======== EXTRACT PROVIDED ========
Overview
Templates are a core concept in MRL used to define chemical spaces. Templates collect a series of molecular heuristics and validate if a molecule meets those criteria. For example:
Molecular weight: 250-450
Rotatable bonds: Less than 8
PAINS Filter: Pass
Templates can also be used to assign a score for meeting heuristic criteria. This allows us to define different criteria for must-have molecular properties versus nice-to-have_ chemical properties. In a reinforcement learning context, this translates into giving a score bonus to molecules that fit the nice-to-have criteria. Scores can also be negative to allow for penalizing a molecule that still passes the must-have criteria.
Must Have:
Molecular weight: 250-450,
Rotatable bonds: Less than 8
PAINS Filter: Pass
Nice To Have:
Molecular weight: 350-400 (+1),
TPSA: Less than 80 (+1)
Substructure Match: '[#6]1:[#6]:[#7]:[#6]:[#6]:[#6]:1' (+3)
Substructure Match: '[#6]1:[#6]:[#7]:[#7]:[#7]:[#6]:1' (-1)
Based on the above criteria, a molecule that passes the must-have criteria could get a score between -1 and +5 based on meeting the nice-to-have criteria.
Templates are instantiated through the Template
class. A template is a collections of filters, created through the Filter
class. See Filter
for more details on defining filter functions.
Templates contain two sets of filters - hard filters and soft filters. Hard filters contain the must-have criteria for a molecule, while the soft filters contain the nice-to-have criteria.
======== EXCERPTED RECORDS ========
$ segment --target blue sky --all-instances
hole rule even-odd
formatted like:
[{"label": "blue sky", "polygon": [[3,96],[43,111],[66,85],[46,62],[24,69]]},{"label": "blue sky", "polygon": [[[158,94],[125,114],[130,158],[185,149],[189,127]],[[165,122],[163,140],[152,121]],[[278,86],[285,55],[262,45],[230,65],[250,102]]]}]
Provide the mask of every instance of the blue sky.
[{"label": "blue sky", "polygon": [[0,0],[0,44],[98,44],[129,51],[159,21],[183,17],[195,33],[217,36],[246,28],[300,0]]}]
========
EXERCISE REQUIREMENTS — Rewrite the part of the templates overview that opens with the words "Substructure Match: '[#6]1:[#6]:[#7]:[#6]:[#6]:[#6]:1'" and closes with "defining filter functions.", putting "optional criteria" in place of "nice-to-have criteria". The material is not needed here.

EXERCISE OUTPUT —
Substructure Match: '[#6]1:[#6]:[#7]:[#6]:[#6]:[#6]:1' (+3)
Substructure Match: '[#6]1:[#6]:[#7]:[#7]:[#7]:[#6]:1' (-1)
Based on the above criteria, a molecule that passes the must-have criteria could get a score between -1 and +5 based on meeting the optional criteria.
Templates are instantiated through the Template
class. A template is a collections of filters, created through the Filter
class. See Filter
for more details on defining filter functions.